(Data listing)
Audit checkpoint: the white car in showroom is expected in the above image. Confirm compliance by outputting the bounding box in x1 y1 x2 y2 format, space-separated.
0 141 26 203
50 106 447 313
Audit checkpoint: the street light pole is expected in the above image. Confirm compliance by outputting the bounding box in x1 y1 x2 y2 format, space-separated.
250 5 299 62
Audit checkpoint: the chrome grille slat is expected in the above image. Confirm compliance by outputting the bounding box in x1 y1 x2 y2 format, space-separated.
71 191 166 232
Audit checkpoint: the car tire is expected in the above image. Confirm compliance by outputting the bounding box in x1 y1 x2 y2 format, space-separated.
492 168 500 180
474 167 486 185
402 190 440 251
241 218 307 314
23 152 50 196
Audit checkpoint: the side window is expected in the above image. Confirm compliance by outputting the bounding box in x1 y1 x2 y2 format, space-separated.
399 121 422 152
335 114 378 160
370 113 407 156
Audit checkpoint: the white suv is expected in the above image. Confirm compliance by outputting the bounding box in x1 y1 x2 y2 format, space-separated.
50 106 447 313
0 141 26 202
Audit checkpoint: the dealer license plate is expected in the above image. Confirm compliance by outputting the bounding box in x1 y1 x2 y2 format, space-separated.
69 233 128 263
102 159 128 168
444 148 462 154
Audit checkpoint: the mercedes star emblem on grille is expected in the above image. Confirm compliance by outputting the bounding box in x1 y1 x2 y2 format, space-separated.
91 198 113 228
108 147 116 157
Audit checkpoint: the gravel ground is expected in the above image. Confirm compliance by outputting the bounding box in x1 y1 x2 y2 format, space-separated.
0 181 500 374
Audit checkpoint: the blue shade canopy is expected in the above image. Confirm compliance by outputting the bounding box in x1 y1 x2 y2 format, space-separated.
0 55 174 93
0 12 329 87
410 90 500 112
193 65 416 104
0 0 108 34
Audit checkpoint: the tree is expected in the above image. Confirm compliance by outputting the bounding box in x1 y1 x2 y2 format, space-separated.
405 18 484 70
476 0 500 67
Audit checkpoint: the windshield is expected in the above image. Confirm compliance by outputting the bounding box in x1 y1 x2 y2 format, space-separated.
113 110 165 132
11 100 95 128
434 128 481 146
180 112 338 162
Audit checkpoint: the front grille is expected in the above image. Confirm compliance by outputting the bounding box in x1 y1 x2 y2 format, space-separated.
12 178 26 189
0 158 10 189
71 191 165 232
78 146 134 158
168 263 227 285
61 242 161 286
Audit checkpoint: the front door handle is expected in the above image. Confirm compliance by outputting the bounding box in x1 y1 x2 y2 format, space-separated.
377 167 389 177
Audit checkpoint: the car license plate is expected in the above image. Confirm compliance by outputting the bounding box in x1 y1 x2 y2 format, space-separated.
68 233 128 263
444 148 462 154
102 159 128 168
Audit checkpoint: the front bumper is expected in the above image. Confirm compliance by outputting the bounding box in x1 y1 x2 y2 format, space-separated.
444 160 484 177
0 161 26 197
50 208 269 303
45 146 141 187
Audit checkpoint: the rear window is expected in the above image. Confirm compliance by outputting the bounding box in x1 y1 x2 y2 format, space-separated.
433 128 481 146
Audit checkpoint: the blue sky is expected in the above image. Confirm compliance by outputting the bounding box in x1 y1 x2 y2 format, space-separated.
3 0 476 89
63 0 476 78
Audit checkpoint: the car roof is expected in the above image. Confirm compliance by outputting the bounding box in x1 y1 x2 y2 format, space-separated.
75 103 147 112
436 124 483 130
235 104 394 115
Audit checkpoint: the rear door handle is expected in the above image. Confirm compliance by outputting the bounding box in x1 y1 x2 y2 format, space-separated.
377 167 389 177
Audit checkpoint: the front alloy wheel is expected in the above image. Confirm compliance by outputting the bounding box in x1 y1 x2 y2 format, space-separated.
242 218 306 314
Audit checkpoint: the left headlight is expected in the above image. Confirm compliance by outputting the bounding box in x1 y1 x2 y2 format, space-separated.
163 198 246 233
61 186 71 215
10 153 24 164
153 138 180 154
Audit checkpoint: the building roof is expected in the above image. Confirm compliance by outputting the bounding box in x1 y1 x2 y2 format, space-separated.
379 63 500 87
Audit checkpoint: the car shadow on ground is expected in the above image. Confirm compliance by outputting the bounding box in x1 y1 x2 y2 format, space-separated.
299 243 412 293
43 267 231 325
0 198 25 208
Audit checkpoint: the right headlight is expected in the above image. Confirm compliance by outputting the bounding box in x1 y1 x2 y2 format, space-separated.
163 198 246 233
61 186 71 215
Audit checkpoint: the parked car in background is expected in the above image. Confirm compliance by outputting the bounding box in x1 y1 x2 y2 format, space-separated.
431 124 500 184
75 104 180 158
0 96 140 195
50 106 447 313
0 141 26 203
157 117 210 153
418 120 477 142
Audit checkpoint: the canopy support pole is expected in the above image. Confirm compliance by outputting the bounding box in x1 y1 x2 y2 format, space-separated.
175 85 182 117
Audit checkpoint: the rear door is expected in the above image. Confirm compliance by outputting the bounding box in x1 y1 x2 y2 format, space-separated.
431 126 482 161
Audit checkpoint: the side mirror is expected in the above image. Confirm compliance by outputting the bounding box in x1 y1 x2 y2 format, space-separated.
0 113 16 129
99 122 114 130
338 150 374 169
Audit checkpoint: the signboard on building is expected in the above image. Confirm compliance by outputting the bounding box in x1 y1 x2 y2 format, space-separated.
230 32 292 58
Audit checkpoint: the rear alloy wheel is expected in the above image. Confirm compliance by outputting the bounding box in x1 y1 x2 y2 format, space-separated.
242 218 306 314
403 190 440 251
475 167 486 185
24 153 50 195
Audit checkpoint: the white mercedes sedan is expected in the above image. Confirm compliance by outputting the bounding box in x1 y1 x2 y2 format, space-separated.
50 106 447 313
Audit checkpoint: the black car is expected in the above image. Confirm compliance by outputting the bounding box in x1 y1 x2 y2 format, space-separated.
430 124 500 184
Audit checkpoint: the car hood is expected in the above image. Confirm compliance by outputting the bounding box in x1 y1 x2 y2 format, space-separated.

==

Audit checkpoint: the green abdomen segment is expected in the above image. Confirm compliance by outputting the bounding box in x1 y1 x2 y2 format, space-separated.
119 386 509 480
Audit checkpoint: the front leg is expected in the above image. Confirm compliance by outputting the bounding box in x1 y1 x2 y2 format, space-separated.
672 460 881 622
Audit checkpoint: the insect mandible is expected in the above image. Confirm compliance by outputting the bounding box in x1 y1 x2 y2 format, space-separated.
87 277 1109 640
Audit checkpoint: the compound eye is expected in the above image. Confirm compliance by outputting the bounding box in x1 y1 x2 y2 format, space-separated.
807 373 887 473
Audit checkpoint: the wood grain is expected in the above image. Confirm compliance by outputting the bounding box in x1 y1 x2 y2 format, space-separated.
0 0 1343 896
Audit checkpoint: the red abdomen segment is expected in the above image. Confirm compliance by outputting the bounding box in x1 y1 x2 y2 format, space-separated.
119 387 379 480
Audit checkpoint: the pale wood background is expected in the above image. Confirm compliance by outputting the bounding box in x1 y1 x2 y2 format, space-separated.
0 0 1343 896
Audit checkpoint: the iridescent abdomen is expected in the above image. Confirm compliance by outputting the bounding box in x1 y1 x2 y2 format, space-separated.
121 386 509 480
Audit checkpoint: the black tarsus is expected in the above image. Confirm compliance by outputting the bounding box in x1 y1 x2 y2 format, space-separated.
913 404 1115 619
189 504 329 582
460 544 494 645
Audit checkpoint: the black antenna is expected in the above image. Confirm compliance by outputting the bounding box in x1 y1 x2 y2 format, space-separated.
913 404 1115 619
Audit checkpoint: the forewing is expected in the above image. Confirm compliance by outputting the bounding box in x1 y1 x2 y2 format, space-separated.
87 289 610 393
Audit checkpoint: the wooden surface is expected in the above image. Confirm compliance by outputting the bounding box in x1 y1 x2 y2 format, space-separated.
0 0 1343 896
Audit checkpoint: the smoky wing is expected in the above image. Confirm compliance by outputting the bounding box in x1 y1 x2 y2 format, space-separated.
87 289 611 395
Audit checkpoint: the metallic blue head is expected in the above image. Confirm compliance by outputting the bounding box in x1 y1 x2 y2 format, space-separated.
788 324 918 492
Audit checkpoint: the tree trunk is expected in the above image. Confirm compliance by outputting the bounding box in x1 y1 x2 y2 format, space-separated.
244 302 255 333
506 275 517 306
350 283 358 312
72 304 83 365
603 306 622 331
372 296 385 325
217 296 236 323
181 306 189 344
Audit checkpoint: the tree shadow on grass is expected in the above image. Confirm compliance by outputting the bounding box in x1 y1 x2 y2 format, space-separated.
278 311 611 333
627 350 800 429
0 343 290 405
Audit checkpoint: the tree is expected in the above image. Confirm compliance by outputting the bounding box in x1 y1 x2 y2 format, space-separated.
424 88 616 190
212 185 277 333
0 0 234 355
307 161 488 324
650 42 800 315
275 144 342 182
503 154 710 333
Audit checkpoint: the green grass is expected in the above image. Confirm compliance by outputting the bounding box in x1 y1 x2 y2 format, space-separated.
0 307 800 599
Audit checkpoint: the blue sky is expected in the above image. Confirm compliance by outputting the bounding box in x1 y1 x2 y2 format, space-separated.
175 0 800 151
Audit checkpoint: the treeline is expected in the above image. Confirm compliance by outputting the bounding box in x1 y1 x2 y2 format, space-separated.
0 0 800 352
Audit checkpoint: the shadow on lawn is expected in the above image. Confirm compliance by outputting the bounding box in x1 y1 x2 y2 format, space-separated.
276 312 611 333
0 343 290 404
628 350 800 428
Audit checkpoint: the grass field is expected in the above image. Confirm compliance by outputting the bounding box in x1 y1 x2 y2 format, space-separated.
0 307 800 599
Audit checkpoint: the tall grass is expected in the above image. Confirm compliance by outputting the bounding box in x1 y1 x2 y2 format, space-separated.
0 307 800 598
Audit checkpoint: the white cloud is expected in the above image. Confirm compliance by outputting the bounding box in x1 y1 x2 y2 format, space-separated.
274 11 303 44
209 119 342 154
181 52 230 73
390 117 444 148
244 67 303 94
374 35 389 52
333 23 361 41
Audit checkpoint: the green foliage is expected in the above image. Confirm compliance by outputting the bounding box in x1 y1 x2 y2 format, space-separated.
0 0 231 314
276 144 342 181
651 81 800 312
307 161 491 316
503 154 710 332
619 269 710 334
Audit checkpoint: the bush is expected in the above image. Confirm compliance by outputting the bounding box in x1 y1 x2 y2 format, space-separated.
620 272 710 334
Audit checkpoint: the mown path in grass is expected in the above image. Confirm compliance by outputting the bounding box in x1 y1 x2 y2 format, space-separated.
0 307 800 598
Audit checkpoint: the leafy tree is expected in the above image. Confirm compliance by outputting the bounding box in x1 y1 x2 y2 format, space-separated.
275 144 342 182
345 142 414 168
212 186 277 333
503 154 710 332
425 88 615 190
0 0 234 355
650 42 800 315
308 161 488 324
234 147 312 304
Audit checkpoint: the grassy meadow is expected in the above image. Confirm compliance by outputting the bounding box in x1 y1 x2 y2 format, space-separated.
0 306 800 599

==

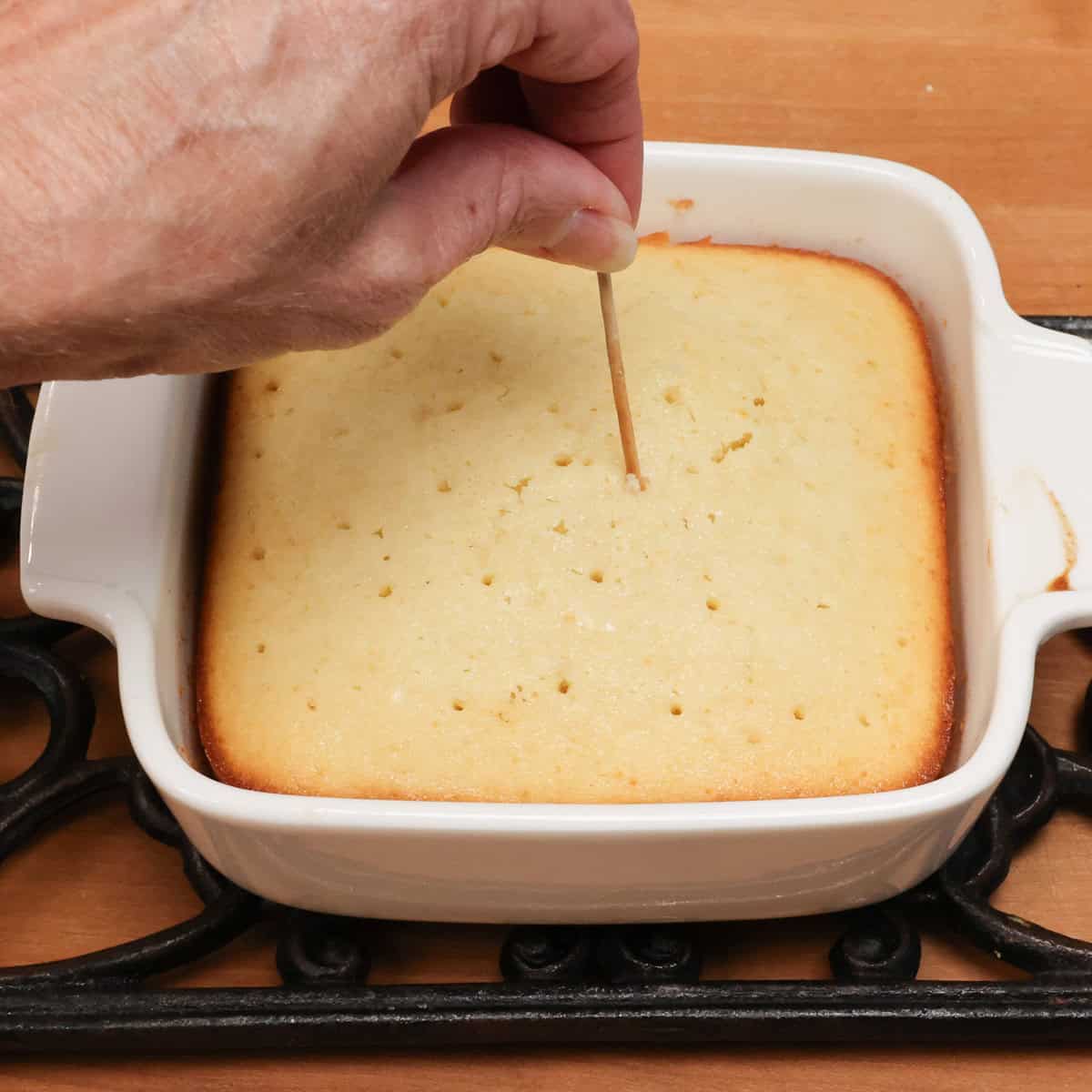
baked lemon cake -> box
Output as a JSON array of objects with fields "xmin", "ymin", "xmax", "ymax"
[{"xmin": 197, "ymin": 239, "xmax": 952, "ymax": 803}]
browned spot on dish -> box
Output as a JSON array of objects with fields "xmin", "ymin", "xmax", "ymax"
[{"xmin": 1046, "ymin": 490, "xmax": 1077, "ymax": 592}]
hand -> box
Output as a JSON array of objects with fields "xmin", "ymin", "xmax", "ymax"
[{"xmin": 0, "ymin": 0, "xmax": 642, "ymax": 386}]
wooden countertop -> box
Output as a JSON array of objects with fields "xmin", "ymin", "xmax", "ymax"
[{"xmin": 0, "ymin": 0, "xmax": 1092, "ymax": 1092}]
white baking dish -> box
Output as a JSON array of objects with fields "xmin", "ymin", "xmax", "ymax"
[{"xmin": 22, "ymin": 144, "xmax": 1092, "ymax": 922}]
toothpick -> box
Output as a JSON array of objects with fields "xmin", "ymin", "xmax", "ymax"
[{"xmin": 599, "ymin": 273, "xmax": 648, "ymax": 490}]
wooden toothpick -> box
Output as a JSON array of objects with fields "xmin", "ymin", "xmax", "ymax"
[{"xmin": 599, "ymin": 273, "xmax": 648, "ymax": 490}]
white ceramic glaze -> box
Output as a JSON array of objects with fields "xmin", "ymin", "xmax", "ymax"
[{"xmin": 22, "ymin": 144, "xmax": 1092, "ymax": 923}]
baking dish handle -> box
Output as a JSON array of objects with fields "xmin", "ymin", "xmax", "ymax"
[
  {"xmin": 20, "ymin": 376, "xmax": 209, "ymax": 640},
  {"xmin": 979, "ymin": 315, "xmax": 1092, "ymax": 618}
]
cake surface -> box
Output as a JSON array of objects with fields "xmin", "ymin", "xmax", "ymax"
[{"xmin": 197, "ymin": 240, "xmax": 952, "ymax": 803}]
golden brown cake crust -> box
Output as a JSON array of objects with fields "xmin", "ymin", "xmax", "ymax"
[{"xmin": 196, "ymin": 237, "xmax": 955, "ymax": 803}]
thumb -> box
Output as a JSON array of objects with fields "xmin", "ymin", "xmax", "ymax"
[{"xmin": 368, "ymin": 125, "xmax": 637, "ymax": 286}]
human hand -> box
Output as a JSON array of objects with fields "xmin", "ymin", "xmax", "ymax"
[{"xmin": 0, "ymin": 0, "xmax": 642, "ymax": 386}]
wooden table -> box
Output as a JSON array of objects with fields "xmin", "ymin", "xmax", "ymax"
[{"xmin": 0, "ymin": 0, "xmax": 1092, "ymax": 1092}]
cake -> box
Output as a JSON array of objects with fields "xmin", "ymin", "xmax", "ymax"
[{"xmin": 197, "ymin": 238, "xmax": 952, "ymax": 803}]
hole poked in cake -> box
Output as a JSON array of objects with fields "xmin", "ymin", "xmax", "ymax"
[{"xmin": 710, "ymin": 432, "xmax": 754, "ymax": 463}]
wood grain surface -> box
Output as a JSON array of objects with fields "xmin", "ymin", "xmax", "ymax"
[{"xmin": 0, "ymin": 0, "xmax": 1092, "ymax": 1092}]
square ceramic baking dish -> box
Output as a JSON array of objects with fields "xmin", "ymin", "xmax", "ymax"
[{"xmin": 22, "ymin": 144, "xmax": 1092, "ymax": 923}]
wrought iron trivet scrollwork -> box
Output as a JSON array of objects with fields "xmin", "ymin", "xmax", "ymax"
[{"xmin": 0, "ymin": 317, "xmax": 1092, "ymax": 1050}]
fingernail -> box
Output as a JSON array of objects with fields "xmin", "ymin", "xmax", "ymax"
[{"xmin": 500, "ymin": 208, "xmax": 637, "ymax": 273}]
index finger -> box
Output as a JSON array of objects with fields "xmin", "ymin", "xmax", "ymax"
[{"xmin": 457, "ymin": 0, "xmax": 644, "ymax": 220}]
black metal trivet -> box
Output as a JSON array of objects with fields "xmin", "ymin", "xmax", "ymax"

WHAT IS NEEDED => Write out, word for word, the lines in the data listing above from the one holding "Audit checkpoint: the rear alloy" through the one holding "Audit checkpoint: the car hood", including both.

CORRECT RESPONSE =>
Audit checkpoint: the rear alloy wheel is expected in the above image. Confirm compliance by outputting the bounding box in x1 y1 x2 y2 format, space-separated.
242 218 306 314
403 190 440 251
475 167 486 185
24 153 50 195
Audit checkpoint: the white mercedes sedan is expected in the above image. Confirm compliance by outputting the bounding box in x1 y1 x2 y2 format, space-separated.
50 106 447 313
Audit checkpoint: the black car is expected in the above image. Confirm compliance by outputting the bounding box in x1 y1 x2 y2 format, space-separated.
430 124 500 184
Audit checkpoint: the car hood is expected in the above image. Confirm compliance by outputting the bounding box in x1 y1 x2 y2 format, space-separated.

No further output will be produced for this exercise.